Objective: Find each line in the rows below that contains the word "white", and copy those lines.

Records for the task:
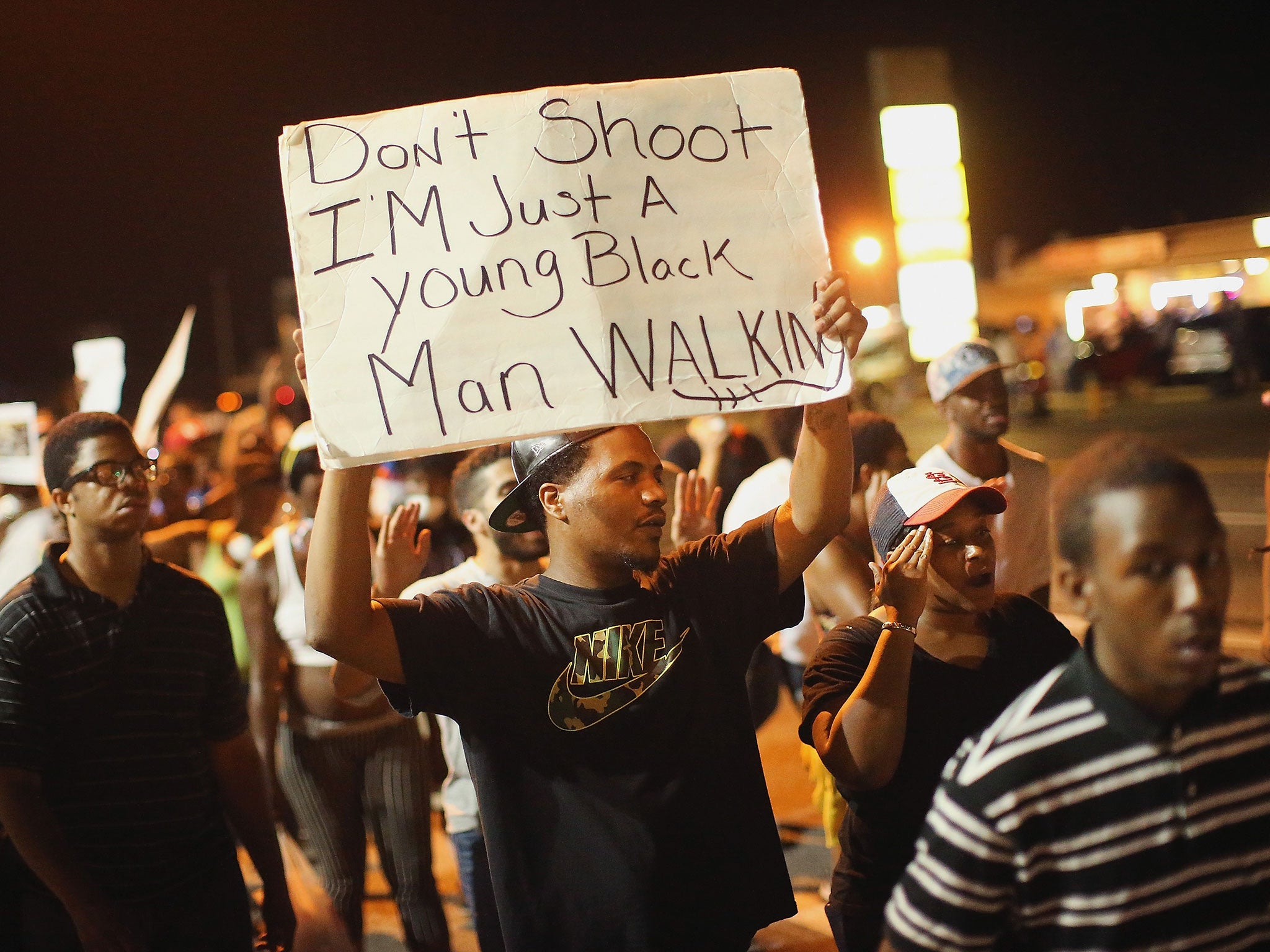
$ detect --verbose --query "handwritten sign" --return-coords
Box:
[0,402,42,486]
[280,70,850,467]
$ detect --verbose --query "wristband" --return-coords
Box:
[881,622,917,638]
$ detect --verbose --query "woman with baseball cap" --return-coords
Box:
[800,469,1076,952]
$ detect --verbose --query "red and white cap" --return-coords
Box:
[869,467,1006,557]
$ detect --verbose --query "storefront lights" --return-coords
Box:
[1252,214,1270,247]
[881,103,961,169]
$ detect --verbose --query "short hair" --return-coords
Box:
[282,447,321,493]
[450,443,512,514]
[768,406,802,459]
[521,439,590,531]
[847,410,903,482]
[45,413,132,490]
[1054,433,1217,565]
[234,452,282,488]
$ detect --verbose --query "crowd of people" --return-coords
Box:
[0,275,1270,952]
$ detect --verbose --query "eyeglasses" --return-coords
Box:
[62,457,159,490]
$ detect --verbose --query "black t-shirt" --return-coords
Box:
[385,514,802,952]
[799,596,1077,923]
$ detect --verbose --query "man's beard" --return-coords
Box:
[494,532,548,562]
[623,550,662,574]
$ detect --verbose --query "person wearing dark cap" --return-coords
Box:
[297,275,865,952]
[881,433,1270,952]
[799,467,1077,952]
[0,413,296,952]
[917,340,1049,606]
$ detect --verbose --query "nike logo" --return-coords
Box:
[548,627,690,731]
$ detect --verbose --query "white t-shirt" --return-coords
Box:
[721,456,820,665]
[0,505,57,596]
[917,439,1049,596]
[401,558,498,832]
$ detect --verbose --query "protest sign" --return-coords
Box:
[0,402,39,486]
[280,70,850,467]
[71,338,126,414]
[132,305,194,449]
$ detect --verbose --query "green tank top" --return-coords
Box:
[198,539,252,681]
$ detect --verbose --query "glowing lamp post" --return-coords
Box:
[851,236,881,265]
[880,103,979,361]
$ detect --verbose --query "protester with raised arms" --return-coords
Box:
[800,467,1076,952]
[300,275,865,952]
[240,423,450,952]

Task output:
$ detect --verbose --query "red and white cap" --return-coords
$ detect --verbose --query "white t-shirt" --return-coords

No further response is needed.